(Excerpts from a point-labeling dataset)

------------------------------------------------------------

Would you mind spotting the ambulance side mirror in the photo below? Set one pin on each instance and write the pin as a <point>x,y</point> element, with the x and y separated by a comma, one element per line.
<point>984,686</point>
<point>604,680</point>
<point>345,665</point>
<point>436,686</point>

------------------------------------------------------------

** Goal of the exercise **
Recast every line of the material above as a JSON list of strings, one string per line, leaving out any blank lines.

** Exercise response **
[
  "Would you mind spotting the ambulance side mirror in the photo below? Set one pin on each instance and write the pin as a <point>x,y</point> element, with the x and y separated by a comma, one element per line.",
  "<point>984,686</point>",
  "<point>604,680</point>",
  "<point>345,665</point>",
  "<point>436,686</point>"
]